━━━ Available data ━━━

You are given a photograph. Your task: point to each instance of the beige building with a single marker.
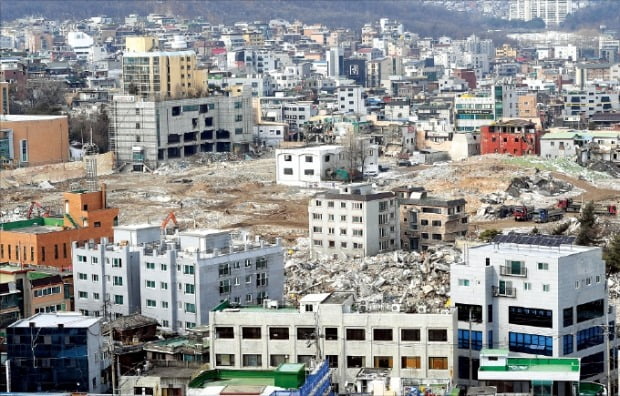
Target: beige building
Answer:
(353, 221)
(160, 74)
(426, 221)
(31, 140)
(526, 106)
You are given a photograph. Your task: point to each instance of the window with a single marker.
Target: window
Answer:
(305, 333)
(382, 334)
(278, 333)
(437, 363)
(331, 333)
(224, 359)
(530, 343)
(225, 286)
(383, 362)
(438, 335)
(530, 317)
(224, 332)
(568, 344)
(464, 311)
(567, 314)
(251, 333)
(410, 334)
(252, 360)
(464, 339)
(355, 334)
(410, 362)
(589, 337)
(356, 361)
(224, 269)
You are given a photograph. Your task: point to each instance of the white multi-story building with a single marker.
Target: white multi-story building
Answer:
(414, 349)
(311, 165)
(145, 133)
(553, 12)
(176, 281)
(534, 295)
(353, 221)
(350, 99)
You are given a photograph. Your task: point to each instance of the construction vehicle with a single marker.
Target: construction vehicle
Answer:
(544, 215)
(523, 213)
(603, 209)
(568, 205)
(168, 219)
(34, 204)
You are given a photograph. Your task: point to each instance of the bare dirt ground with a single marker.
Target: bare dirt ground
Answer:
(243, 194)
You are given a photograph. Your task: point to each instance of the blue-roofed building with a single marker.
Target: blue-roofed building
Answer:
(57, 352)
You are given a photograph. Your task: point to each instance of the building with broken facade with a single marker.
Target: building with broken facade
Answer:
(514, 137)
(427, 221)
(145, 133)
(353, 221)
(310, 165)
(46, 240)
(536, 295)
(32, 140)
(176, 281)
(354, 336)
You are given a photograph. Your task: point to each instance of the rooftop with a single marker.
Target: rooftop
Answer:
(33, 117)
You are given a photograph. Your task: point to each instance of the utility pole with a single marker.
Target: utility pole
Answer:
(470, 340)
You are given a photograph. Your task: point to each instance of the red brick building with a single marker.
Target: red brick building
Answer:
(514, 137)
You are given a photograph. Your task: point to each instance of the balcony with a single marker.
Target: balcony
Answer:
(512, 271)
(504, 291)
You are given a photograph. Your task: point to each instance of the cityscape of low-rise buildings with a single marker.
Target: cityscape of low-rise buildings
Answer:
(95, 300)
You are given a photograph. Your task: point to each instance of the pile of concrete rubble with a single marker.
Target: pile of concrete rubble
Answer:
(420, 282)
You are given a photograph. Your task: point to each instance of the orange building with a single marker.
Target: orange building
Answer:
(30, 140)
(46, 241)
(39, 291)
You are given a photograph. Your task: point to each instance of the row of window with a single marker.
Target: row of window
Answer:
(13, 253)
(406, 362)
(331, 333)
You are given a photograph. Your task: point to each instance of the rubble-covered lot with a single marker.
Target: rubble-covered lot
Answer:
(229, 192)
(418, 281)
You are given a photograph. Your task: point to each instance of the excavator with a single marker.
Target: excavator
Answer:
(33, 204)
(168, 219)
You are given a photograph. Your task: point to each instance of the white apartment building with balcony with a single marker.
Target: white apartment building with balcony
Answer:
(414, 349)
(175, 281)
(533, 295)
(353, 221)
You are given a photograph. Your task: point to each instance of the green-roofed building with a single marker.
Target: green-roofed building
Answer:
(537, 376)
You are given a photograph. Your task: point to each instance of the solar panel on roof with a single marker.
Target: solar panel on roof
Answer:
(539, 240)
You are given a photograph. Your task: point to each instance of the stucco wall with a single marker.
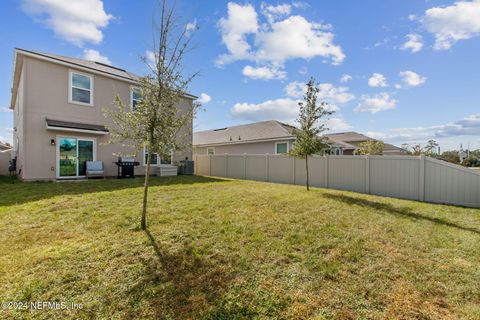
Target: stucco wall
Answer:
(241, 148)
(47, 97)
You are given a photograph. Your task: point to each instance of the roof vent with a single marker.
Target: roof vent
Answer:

━━━

Directions:
Could the material above be given again exactly, pictures excluded?

Problem solution:
You are given a photograph. Your task: point to each instance of the beige building with a single marker.
Target: beige building
Answer:
(353, 221)
(160, 74)
(426, 221)
(31, 140)
(526, 106)
You are given a photograph. Your task: point to each instance of the window with a single marker.
Target: window
Answer:
(305, 333)
(382, 334)
(278, 333)
(437, 363)
(331, 333)
(224, 359)
(530, 343)
(225, 286)
(383, 362)
(438, 335)
(530, 317)
(224, 332)
(568, 344)
(464, 311)
(567, 314)
(251, 333)
(410, 334)
(252, 360)
(464, 339)
(355, 334)
(410, 362)
(589, 337)
(356, 361)
(224, 269)
You are given a photograph. Your task: point to each instance of the white multi-story building with a single marker.
Target: white multi-story building
Answer:
(414, 349)
(311, 165)
(145, 133)
(553, 12)
(176, 281)
(534, 295)
(353, 221)
(350, 99)
You are given a photograph. Your task: point to each instance of the construction vehicle with a single marker.
Target: construction vehicle
Answer:
(544, 215)
(523, 213)
(603, 209)
(568, 205)
(168, 219)
(34, 204)
You are given a photograph. Your task: point to each instance of the bare dirt ground with a single marker.
Target: bare dirt ground
Answer:
(243, 194)
You are given a photograph. Your task: point to each instance of the blue-roofed building with a single marker.
Target: blue-roofed building
Answer:
(57, 352)
You are given a photograph. Your task: point to each instance of the building with broken facade with a single marker.
Target: building with broken facade
Answer:
(514, 137)
(427, 221)
(145, 133)
(353, 221)
(310, 165)
(46, 240)
(536, 295)
(32, 140)
(176, 281)
(354, 336)
You are given a photograph. Your task: point to each instance of the rooftop with a single marker.
Target: rooftop
Answer:
(33, 117)
You are given a photograph. Your task: point to each instance of the utility pole with a single marker.
Target: utility pole
Answer:
(470, 340)
You are given a photograph. Your task: point to each instance of the red brick building with a single marker.
Target: red brick building
Answer:
(514, 137)
You are given a photograph. Your task: point to each instance of the balcony with a single marker.
Target: balcony
Answer:
(512, 271)
(504, 291)
You are given a photograph. Your task: point to each instance of the cityscape of low-rise buildings with a single marker.
Target: cityscape of low-rise buildings
Answer:
(95, 300)
You are given a photograph. Your task: point to each instance of the pile of concrete rubble with a single marker.
Target: pile of concrete rubble
Answer:
(420, 282)
You are given a photograph. Your task: point to each instance of the orange building with a single marker.
Target: orange building
Answer:
(30, 140)
(46, 241)
(39, 291)
You are given a photograph. Your task: point to each instance of the row of window with a single marker.
Target: row of window
Answer:
(13, 253)
(406, 362)
(331, 333)
You are given a photograph. Your task: point to each instance of the rubble-covered lot with a single marker.
Target: rubble-covered lot
Answer:
(229, 192)
(418, 281)
You are given a photograph. Your task: point to each instance of the excavator with a single marker.
Target: excavator
Answer:
(33, 204)
(168, 219)
You are given a photograph. Your task: point to each instance of the white apartment building with balcony with a single marker.
Target: white apartment building with balcony
Answer:
(414, 349)
(175, 281)
(533, 295)
(353, 221)
You are given a photograph. Your task: point to each instance of the green-roofed building with a single marker.
Target: green-roofed building
Answer:
(537, 376)
You are given a photograph. Your task: point to each instance of the solar panel on roof with a single marker.
Target: solar panel on roof
Answer:
(539, 240)
You are given a photograph. Your task: point to each instance of the stucco wall with a single marker.
Target: stucco wall
Answer:
(241, 148)
(47, 97)
You are given a photograph. Your task: point to each instance of the roof vent with a single marker.
Target: roof vent
Answer:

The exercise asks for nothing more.